Excerpts from a dataset on pointing to objects >>
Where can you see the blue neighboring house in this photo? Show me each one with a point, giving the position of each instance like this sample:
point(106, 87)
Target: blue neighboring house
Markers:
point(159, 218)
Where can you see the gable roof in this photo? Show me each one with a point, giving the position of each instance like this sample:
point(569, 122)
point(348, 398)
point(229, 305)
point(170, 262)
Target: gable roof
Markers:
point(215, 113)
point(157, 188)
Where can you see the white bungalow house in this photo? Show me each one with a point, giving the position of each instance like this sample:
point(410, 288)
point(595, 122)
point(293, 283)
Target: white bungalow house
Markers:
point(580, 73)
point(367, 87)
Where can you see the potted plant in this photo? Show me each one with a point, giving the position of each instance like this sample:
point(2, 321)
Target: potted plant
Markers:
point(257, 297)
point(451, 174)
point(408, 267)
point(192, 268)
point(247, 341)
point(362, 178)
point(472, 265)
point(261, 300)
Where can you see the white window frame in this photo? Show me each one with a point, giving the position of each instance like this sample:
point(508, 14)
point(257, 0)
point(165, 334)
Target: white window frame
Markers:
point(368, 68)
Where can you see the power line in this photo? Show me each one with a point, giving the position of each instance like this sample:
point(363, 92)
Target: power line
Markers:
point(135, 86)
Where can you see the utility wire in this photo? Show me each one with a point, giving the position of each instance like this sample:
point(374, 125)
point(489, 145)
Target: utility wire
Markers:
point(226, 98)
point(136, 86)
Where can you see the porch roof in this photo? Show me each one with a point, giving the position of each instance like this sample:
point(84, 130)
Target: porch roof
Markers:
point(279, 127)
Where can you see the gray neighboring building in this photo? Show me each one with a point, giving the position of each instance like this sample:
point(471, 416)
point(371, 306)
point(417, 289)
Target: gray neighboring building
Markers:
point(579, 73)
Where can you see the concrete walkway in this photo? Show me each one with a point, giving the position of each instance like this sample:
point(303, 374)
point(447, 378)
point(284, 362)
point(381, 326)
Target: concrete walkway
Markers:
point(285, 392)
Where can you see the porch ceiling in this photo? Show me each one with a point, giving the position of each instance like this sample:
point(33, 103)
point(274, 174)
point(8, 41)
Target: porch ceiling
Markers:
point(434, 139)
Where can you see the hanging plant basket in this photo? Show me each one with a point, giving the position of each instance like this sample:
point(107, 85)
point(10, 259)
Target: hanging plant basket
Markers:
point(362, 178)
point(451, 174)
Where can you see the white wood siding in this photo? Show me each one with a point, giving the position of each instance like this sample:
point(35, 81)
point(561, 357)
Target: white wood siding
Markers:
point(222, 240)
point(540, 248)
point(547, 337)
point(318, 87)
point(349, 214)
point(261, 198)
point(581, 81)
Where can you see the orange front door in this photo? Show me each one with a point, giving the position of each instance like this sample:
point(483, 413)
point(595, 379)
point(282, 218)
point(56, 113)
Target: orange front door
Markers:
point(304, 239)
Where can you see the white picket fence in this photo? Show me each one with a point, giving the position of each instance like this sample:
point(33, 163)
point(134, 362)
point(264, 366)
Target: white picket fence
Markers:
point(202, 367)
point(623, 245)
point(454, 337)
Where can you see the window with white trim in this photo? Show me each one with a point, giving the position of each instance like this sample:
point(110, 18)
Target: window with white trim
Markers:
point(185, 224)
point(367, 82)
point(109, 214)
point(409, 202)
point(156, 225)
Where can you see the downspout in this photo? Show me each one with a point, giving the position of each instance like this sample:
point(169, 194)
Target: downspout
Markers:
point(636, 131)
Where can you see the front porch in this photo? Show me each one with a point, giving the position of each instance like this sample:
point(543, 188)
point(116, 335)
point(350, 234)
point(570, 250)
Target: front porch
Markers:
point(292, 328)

WORK TO COMPLETE >>
Please reproduce the stretch of the records from the line containing "Where can you see the white bungalow" through the line containing "point(579, 73)", with both of those lines included.

TASK ANSWER >>
Where can you see the white bungalow house in this photo? Show me each one with a point, giving the position of each instance like this sample:
point(410, 288)
point(595, 122)
point(293, 283)
Target: white bungalow house
Markers:
point(580, 73)
point(367, 87)
Where can you see the potted plant in this photo? Show me each one with a point, giving the position of each instance like this sample:
point(2, 321)
Target: potted plant
Markers:
point(257, 297)
point(451, 174)
point(408, 267)
point(192, 268)
point(247, 341)
point(362, 178)
point(472, 265)
point(261, 300)
Where can you see the white window frame in this photo? Show me each one with a point, giving the position of each instance like this sample:
point(508, 14)
point(257, 0)
point(165, 334)
Target: white window frame
Markers:
point(368, 68)
Where can you see the power line in this photo? Show me each one with a point, giving the position of each instance like this sample:
point(363, 92)
Target: power line
Markers:
point(135, 86)
Where can you see the utility wire in this photo? Show me each one with a point, giving the position of each instance like this sample:
point(374, 125)
point(489, 145)
Target: utility wire
Markers:
point(226, 98)
point(136, 86)
Where can you see the porch roof in this photo? Show me each one with a point, giving the position of each instance like this sample:
point(84, 130)
Target: porch roof
Markers:
point(279, 127)
Where can you see the gray neighboring building in this photo? Show me each one with a point, giving the position of each instance like this sample:
point(471, 416)
point(371, 306)
point(417, 289)
Target: gray neighboring building
Markers:
point(579, 73)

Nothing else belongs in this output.